Shape annotation entries:
---*---
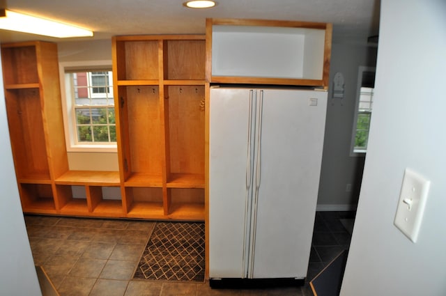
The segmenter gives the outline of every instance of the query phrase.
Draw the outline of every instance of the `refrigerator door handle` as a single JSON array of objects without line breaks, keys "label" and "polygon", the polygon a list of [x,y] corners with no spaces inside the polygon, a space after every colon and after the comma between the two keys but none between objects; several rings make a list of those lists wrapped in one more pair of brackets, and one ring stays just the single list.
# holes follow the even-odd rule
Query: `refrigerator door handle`
[{"label": "refrigerator door handle", "polygon": [[249,250],[249,269],[248,271],[248,278],[254,278],[254,255],[256,252],[256,232],[257,228],[257,204],[259,201],[259,190],[260,189],[260,178],[261,170],[261,134],[262,134],[262,114],[263,109],[263,91],[260,91],[259,98],[257,100],[257,109],[256,118],[257,120],[257,127],[256,134],[257,139],[256,139],[256,147],[257,153],[256,157],[256,191],[253,201],[253,217],[252,226],[251,227],[251,247]]},{"label": "refrigerator door handle", "polygon": [[254,98],[254,91],[249,91],[249,111],[248,114],[248,148],[247,152],[247,166],[246,166],[246,188],[251,187],[251,134],[252,126],[252,100]]},{"label": "refrigerator door handle", "polygon": [[[262,113],[263,111],[263,91],[260,91],[260,98],[259,100],[259,128],[257,131],[257,161],[256,162],[256,188],[260,187],[260,177],[261,171],[261,137],[262,137]],[[256,192],[257,190],[256,190]]]}]

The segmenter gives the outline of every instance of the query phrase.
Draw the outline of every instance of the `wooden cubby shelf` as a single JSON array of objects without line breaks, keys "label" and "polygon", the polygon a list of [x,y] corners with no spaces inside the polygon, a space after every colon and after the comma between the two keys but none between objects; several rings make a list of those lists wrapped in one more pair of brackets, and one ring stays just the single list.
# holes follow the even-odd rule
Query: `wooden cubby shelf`
[{"label": "wooden cubby shelf", "polygon": [[119,186],[119,172],[68,171],[56,179],[56,184],[66,185]]},{"label": "wooden cubby shelf", "polygon": [[112,56],[127,217],[204,220],[205,36],[115,36]]}]

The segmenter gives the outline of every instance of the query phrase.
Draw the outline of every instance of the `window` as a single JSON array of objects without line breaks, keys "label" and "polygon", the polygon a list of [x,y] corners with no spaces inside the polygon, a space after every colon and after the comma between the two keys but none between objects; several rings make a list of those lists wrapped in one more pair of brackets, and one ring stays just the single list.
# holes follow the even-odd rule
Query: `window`
[{"label": "window", "polygon": [[370,120],[371,118],[374,102],[374,83],[375,69],[360,67],[351,145],[351,154],[354,155],[364,155],[367,150]]},{"label": "window", "polygon": [[68,151],[116,151],[113,75],[110,64],[61,63]]}]

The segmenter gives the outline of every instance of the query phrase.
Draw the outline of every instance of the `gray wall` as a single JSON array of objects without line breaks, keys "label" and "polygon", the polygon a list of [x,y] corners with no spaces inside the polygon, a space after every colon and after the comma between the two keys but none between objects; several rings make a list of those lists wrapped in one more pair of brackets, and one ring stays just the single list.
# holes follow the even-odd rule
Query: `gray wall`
---*---
_Exercise directions:_ Every record must be copied exactly, with images dropped from the result.

_Result of the task:_
The segmenter gives the outline of every instance of the query phrase.
Draw the outline of every instance of the `refrigerator door handle` as a single JSON array of objects without line breaks, keys "label" and "polygon", the polygon a list of [x,y] corners with no spaces inside the polygon, a space after every colon and after the comma between the two keys but none between objects; several rings make a list of those lists wrapped in one more pair of brackets, and one ring stays just the single list.
# holes follow the even-odd rule
Query: `refrigerator door handle`
[{"label": "refrigerator door handle", "polygon": [[249,250],[249,269],[248,271],[248,278],[254,278],[254,255],[256,252],[256,232],[257,228],[257,204],[259,201],[259,190],[260,189],[260,178],[261,170],[261,134],[262,134],[262,114],[263,109],[263,91],[260,91],[259,98],[257,100],[257,109],[256,118],[257,120],[257,127],[256,134],[257,139],[256,139],[256,147],[257,153],[256,157],[256,191],[253,201],[253,217],[252,226],[251,227],[251,247]]},{"label": "refrigerator door handle", "polygon": [[254,98],[254,91],[249,91],[249,111],[248,114],[248,148],[247,152],[247,166],[246,166],[246,188],[251,187],[251,134],[252,126],[252,100]]},{"label": "refrigerator door handle", "polygon": [[[262,113],[263,111],[263,91],[260,91],[260,98],[259,100],[259,128],[257,131],[257,161],[256,162],[256,188],[260,187],[260,177],[261,171],[261,137],[262,137]],[[256,192],[257,190],[256,190]]]}]

The segmenter gives the outline of every instance of the query phrase.
Draw the outline of every instance of the `wooden cubby shelf` as a single JSON array of objects without line breaks, keys "label" and "polygon", the polygon a list of [x,y] corners with no spaces inside the polygon, a space after every colon and after the comma between the two keys but none between objects; several rings make a list of those lists wrapped in one more pair of brackets, and one ring stays just the single list.
# holes follow the even-odd rule
Query: `wooden cubby shelf`
[{"label": "wooden cubby shelf", "polygon": [[119,186],[119,172],[68,171],[56,179],[56,184],[66,185]]},{"label": "wooden cubby shelf", "polygon": [[112,56],[127,217],[204,220],[205,36],[115,36]]}]

The segmenter gives the outline of every instance of the query phrase.
Draw the outline of every instance of the `window` as a single JSON array of objects without line breaks, keys "label" and "polygon", the polygon a list of [x,y] corners with no spaces inside the polygon, a space after every colon and after the comma between the two keys but none between objects; several rings make a list of those lists wrapped in one more pair of brackets, and one ring stays just the single list.
# holes follow the even-odd rule
Query: `window`
[{"label": "window", "polygon": [[370,120],[371,118],[374,102],[374,83],[375,69],[360,67],[351,145],[351,154],[354,155],[364,155],[367,150]]},{"label": "window", "polygon": [[68,151],[116,151],[113,75],[110,64],[61,63]]}]

The segmenter gives the outline of every instance of the query phrase.
Draw the outline of every instance of the `gray wall` as a single JSON array of objects without line breaks, keys "label" and "polygon", the polygon a list of [x,y] corners with no spaces inside the polygon, a space after every colon and after the comma between the two keys but none between objects; several rings make a list of those lists wrapped in one more pair of brackets, and one ring stays just the single list.
# holes follow the even-odd rule
Query: `gray wall`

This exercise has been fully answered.